-- START OF Stored rows --
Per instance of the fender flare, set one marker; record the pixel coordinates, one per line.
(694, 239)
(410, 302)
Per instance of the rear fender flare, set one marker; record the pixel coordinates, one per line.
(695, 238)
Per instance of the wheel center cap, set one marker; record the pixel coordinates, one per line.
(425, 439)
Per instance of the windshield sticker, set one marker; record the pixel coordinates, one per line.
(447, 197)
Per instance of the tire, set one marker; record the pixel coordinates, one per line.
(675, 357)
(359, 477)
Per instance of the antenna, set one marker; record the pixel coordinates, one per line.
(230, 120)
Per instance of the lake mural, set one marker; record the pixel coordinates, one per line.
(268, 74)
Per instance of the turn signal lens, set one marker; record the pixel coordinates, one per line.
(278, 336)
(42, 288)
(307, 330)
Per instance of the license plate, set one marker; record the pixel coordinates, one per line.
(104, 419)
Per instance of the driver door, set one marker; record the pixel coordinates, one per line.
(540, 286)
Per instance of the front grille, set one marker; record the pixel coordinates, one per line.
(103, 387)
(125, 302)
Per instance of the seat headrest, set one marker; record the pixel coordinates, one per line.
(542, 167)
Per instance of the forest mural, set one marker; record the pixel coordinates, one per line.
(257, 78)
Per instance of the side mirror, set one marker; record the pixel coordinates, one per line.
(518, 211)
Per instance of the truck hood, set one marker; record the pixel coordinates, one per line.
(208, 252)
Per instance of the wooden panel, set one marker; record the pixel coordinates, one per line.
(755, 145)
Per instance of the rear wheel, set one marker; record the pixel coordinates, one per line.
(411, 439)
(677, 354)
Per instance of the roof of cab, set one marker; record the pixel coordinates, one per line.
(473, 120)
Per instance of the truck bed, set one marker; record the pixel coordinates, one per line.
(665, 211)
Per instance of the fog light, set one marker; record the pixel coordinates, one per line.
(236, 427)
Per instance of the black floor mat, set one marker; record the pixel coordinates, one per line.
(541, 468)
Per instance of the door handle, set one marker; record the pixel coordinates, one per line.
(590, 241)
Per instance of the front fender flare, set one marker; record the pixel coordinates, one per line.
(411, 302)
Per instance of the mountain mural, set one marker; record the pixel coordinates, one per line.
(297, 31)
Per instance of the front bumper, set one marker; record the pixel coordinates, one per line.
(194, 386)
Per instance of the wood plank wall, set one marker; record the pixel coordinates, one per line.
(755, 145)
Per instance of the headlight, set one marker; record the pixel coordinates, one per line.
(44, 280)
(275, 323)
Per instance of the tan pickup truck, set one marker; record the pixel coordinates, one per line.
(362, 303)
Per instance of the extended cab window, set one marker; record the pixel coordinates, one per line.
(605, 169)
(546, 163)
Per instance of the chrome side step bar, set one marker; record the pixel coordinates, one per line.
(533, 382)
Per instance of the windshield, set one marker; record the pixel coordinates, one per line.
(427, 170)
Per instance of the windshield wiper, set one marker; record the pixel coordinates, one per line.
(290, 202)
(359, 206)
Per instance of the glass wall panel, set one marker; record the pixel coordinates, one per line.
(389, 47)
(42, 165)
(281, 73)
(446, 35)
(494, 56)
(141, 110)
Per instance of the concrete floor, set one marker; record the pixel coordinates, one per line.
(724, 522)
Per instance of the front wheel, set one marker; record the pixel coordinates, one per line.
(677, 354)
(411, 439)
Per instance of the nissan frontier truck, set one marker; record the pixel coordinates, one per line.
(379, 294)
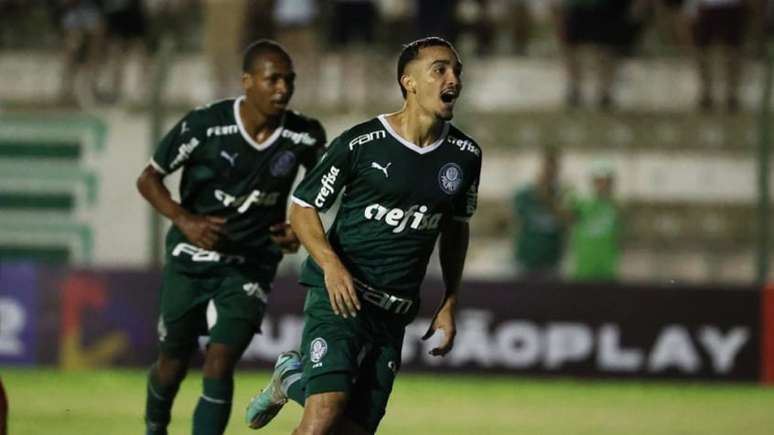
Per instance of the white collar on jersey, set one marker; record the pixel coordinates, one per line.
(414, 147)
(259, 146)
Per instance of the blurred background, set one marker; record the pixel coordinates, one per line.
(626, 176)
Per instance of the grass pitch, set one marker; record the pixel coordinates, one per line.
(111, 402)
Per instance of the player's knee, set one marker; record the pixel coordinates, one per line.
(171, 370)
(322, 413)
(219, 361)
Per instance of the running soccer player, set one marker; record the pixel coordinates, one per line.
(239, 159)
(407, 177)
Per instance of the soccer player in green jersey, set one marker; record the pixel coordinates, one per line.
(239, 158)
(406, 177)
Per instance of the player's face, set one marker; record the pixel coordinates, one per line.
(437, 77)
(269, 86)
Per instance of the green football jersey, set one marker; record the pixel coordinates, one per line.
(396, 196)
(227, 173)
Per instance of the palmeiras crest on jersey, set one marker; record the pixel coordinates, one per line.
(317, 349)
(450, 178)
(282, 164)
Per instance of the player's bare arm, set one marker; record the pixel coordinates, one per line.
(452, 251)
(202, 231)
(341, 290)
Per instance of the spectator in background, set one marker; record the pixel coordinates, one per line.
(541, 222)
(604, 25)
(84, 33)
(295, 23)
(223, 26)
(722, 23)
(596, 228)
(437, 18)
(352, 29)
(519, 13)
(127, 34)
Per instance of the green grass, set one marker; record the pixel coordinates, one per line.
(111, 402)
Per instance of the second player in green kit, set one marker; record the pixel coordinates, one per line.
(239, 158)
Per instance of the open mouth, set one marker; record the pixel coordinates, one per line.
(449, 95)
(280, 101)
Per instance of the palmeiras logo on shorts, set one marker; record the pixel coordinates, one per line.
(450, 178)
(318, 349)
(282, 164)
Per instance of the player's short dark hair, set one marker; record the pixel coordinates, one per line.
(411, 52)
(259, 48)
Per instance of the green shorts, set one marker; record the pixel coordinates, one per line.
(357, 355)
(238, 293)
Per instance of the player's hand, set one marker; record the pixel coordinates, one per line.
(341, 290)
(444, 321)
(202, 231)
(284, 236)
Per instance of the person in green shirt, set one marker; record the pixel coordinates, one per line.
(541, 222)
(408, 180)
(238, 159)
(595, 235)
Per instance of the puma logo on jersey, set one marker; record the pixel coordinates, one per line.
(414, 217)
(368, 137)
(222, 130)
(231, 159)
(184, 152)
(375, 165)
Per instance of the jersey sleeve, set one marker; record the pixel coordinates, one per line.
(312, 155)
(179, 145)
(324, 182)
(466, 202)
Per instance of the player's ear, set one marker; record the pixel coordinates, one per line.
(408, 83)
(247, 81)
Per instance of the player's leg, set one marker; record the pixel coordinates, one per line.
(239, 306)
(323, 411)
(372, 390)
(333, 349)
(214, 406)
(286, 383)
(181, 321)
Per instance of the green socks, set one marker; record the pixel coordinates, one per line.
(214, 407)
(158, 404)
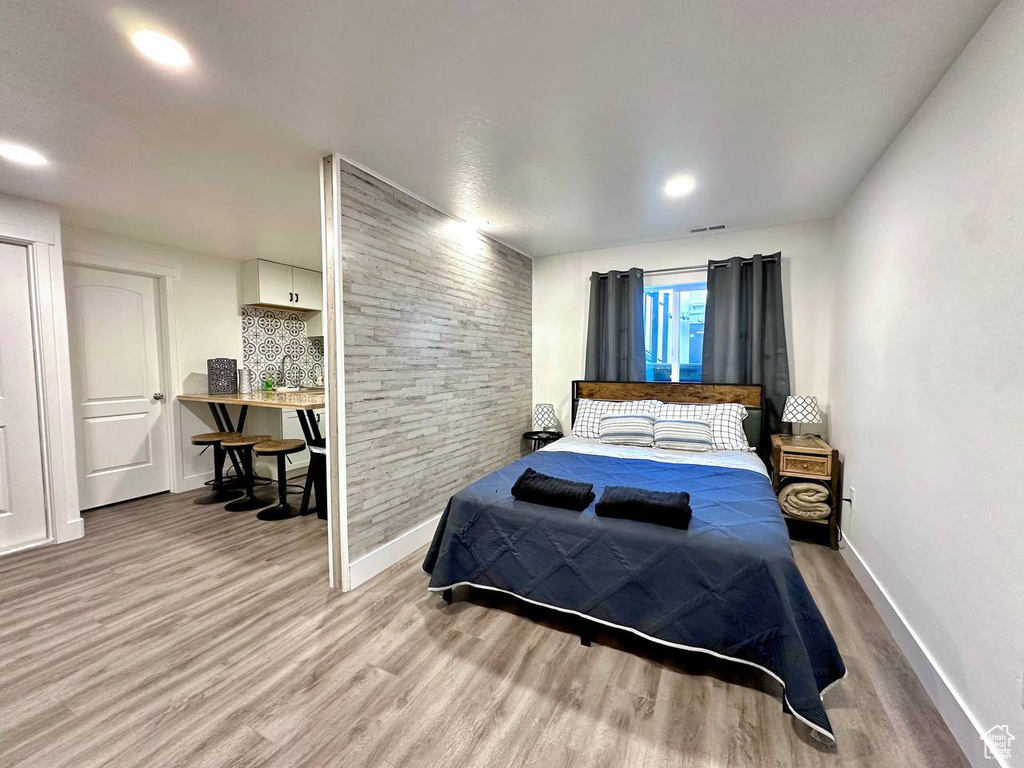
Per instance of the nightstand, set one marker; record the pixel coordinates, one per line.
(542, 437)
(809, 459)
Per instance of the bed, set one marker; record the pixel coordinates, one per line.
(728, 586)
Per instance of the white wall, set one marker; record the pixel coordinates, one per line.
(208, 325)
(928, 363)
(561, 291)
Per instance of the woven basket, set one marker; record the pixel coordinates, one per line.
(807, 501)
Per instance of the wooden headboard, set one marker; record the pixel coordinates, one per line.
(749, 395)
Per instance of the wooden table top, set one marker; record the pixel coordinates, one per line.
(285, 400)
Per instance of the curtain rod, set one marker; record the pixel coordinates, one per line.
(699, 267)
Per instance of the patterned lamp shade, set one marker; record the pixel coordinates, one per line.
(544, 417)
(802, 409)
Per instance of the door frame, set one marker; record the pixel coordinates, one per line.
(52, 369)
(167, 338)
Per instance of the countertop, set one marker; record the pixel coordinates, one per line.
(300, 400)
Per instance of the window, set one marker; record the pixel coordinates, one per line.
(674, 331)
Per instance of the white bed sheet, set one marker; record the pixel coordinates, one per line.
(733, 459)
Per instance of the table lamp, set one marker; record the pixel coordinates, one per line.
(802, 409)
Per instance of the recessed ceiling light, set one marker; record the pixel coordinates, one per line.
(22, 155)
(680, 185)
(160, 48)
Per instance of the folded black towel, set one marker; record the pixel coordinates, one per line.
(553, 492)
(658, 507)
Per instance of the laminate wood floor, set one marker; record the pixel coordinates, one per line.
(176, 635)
-- END OF Stored rows --
-- START OF Stored rows --
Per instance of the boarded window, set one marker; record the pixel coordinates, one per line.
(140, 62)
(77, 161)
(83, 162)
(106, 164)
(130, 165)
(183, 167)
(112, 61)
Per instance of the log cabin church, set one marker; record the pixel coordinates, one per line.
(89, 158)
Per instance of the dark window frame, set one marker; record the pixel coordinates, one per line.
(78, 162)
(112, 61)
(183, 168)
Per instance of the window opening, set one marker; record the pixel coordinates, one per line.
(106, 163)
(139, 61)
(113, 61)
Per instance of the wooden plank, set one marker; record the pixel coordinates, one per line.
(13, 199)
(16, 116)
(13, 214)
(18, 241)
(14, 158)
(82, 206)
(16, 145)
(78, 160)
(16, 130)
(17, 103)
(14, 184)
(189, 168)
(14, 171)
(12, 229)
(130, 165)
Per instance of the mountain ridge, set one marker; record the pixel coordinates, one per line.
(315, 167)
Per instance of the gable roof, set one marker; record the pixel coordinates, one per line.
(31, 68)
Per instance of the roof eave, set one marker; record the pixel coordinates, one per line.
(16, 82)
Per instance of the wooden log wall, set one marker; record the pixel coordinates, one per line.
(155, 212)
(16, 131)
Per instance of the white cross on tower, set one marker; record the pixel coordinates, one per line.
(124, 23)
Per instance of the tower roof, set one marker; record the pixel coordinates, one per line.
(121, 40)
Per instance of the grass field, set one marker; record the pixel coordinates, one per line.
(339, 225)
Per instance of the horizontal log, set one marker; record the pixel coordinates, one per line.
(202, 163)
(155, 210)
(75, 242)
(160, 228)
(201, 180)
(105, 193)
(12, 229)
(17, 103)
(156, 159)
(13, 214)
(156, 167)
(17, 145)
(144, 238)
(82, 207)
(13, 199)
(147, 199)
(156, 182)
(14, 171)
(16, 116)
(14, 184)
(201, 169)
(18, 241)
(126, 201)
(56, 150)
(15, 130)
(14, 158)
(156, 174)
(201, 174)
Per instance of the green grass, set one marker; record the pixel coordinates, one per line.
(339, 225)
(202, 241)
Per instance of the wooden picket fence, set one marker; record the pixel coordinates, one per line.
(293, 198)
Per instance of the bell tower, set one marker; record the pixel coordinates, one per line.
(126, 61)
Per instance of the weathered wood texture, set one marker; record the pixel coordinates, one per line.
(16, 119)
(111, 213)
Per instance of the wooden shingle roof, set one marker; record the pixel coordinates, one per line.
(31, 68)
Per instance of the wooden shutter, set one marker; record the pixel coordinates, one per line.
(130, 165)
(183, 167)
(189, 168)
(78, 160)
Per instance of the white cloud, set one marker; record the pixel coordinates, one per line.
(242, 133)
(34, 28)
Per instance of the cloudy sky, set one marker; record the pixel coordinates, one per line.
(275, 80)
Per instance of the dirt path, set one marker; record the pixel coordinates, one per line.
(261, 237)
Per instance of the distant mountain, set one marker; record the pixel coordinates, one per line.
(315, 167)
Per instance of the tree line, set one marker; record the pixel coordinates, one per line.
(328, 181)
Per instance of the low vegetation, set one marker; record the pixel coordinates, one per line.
-- END OF Stored rows --
What the task requires: Transcribe the rows above without alteration, beginning with the line containing "Per instance of the distant" and continuing through the line containing "Per instance of the low".

Problem solution:
Per instance of the distant mountain, set one marker; record the pixel coordinates, one per line.
(315, 167)
Per instance of the tree line, set one marker; record the pixel coordinates, one per line.
(328, 181)
Per instance of the low vegetation, set one marker; record the pixel coordinates, one per line.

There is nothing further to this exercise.